*Excerpt to read:*
--------------------------------------------------

# Question about splitting HDMI TV & Monitor



## rx50cent (Feb 14, 2010)

I'm trying to hook up a DVD player to a HDMI splitter which outputs to a Dell monitor and a Sony TV at the same time but I'm not getting any picture or sound when both ports are used on the splitter. If I only hook up one output it works perfectly with both the monitor and the TV on either ports. What seems to be the problem and whats a good solution? Thanks.


----------



## rx50cent (Feb 14, 2010)

anyone?


----------



## Mike P. (Apr 6, 2007)

Turn the TV on and the monitor off. Send a signal to the TV. Does the TV work?


----------



## rx50cent (Feb 14, 2010)

nope
anytime when both output is plugged im not getting anything in either tv or monitor, regardless of being on or off


----------



## Mike P. (Apr 6, 2007)

What's the make and model of the splitter?


----------



## lcaillo (May 2, 2006)

I suspeect the DVD player cannot drive two HDMI devices simultaneously due to HDCP.


----------



## rx50cent (Feb 14, 2010)

its a cheap made in china splitter without any switches or buttons, would changing splitter solve the problem? i'm actually trying to split the output of my computer, the desired setup is DVI to one monitor, HDMI split into the other monitor and the TV. I'm only using the DVD player for testing the splitter. any thoughts?


----------



## lcaillo (May 2, 2006)

Try it with the computer and see if it works. As I understand it you can't split HDCP signals, which your DVD player will likely be sending. A computer output may work.


----------



## rx50cent (Feb 14, 2010)

i already tried it with the computer but having the exact same problem


----------



## lcaillo (May 2, 2006)

Well, HDMI is not designed to be split, so I would not count on it working. I see these splitters being sold, but I don't know how they are supposed to work.


----------



## selden (Nov 15, 2009)

Some high-end receivers have two simultaneously active HDMI outputs, so it's probably not an HDCP issue.

How long are the cables? What video resolution are you using? 
HDMI is extremly picky. Cables that work with 1080i and 720p often won't work for 1080p/60. Long cable runs (> 25 ft) are particularly problematic and may need an extender.


----------



## rx50cent (Feb 14, 2010)

cable to monitor is 6ft, tv is 25ft, but both cables are working fine without using the splitter


----------



## selden (Nov 15, 2009)

Do both display devices have the same resolution? If they have different native resolutions, that may be part of the problem.

What's the length of the third cable, from HTPC to splitter?

HDMI cabling problems don't always make sense, since all of the devices have to communicate with one another. They all have to agree that they all are HDCP compliant, for example. Also, many HDMI source devices will change their output resolutions to match that of the display device, even if there's a receiver in between them.


----------



## rx50cent (Feb 14, 2010)

both tv and monitor is 1920x1080
cable for splitter is only about 6"


----------



## Mike P. (Apr 6, 2007)

> both tv and monitor is 1920x1080


Same refresh rate?

--------------------------------------------------

*Dataset extract:*
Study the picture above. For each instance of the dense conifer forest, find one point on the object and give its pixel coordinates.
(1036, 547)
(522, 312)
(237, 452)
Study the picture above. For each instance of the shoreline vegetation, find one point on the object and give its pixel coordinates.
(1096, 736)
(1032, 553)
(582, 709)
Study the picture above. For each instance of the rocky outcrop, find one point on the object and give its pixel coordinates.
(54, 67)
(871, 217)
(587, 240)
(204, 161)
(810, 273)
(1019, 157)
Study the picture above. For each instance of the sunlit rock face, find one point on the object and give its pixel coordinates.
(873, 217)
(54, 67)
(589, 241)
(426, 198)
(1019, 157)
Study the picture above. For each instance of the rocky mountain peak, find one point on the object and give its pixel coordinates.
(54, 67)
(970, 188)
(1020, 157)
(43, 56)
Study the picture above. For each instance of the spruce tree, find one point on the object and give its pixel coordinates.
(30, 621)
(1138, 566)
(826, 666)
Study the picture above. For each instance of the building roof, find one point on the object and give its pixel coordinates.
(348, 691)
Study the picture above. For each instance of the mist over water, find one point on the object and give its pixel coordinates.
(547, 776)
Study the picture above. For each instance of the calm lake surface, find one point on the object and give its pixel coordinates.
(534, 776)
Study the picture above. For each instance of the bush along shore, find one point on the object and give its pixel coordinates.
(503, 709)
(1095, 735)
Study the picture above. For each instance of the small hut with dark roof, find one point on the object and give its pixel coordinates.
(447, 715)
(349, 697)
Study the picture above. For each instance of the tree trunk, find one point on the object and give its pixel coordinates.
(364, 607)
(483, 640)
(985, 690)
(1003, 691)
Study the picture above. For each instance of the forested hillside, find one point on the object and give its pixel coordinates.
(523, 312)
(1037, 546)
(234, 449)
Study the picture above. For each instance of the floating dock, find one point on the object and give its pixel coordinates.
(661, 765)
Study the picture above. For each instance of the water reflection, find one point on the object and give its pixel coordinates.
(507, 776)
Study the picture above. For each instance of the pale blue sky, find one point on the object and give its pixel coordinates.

--------------------------------------------------

*Directions:*
a. From the HDMI splitter thread above, write out everything from "its a cheap" down to "splitter. any thoughts?" word for word.
b. According to the HDMI splitter thread, how long is the cable that runs to the TV?

*The results:*
a.
its a cheap made in china splitter without any switches or buttons, would changing splitter solve the problem? i'm actually trying to split the output of my computer, the desired setup is DVI to one monitor, HDMI split into the other monitor and the TV. I'm only using the DVD player for testing the splitter. any thoughts?

b. 25 feet